### Metin parçası
Dec 6, 2013

[Blog Tur] Ada - Tracey Garvis Graves | Alıntılar

Orijinal Adı: On the Island (On the Island, #1)
Kitabın Adı: Ada (Ada, #1)
Yazar: Tracey Garvis Graves (ABD)
Sayfa Sayısı: 391
Yayınevi: Epsilon Yayınları (2013)
Türü: Kurgu, chicks-lit (Türkçesi?)
Değerlendirmem: %57 - Eh işte
Ben bu kitabı okurken...: ... hızlı okuma tekniğimi ne kadar geliştirdiğimi fark ettim.

NEDEN BU KİTAP?
#kitapoburu

ARKA KAPAK YAZISI:
Otuzlu yaşlardaki İngilizce Öğretmeni Anna Emerson, Maldivlerdeki bir yazlıkta T.J. Callahan'a özel ders vermesi teklif edildiğinde bir an bile tereddüt etmeden bu yaz işini kabul eder. Kütüphanenin yerine tropik bir adada çalışmayı kim istemez ki?

### Kısa görev
Ada romanını tanıtan blog yazısını, son cümlesinden sonra kaldığı yerden sürdürün. Metinden sonra gelen veriler, metinle bağlantısı olmayan ayrı bir malzemedir.

### Veri bölümü

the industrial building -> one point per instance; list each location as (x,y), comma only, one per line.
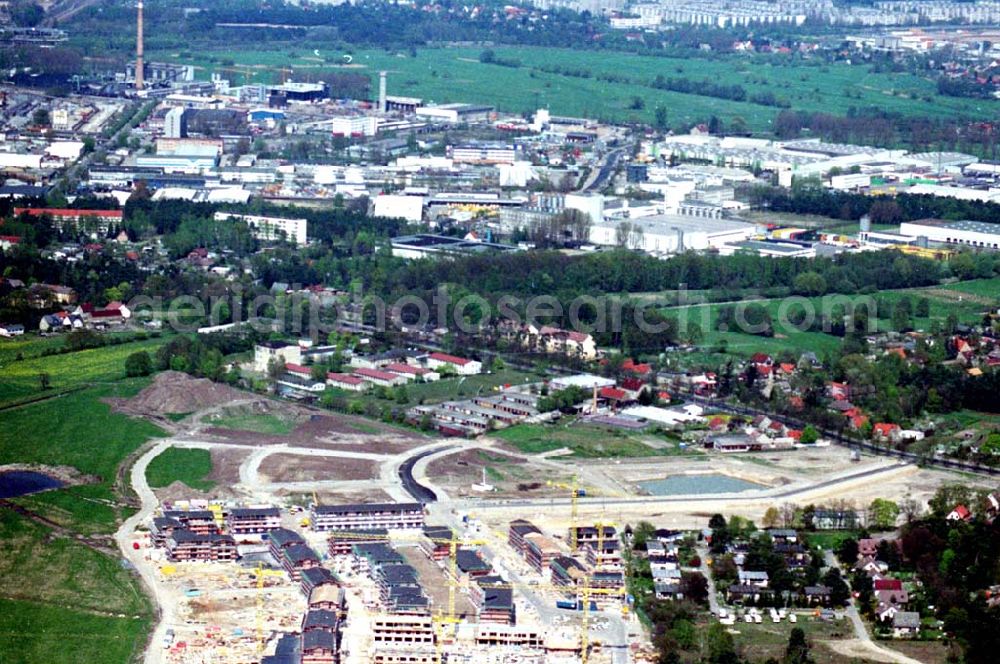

### Alıştırma sonucu
Kimse onun fikrini almış olmasa da, T.J.'in şehri terk etmeye hiç niyeti yoktur. On yedi yaşında olan T.J, kanseri daha yeni alt etmiştir. Bu dertlerden kurtulduktan sonra ilk yazını ailesiyle değil, arkadaşlarıyla beraber geçirmek ister.
Anna ve T.J. Maldivler'deki yazlık eve doğru yola çıkmışken, bindikleri deniz uçağının pilotu kalp krizi geçirir ve uçak köpekbalıklarıyla dolu Hint Okyanusu'na çakılır.
Zorlukla kıyısına vardıkları ıssız adada, ilk düşünceleri hayatta kalmaktır. Su, yiyecek, ateş ve barınak bulmak için beraber çalışmak zorunda kalırlar. Günler, haftalara, aylar yıllara dönerken, kazazedeler şiddetli tropik fırtınalar, denizin içindeki tehlikeli canlılar ve T.J.'in kanserinin tekrarlama ihtimali de dâhil birçok sıkıntıyla karşılaşırlar.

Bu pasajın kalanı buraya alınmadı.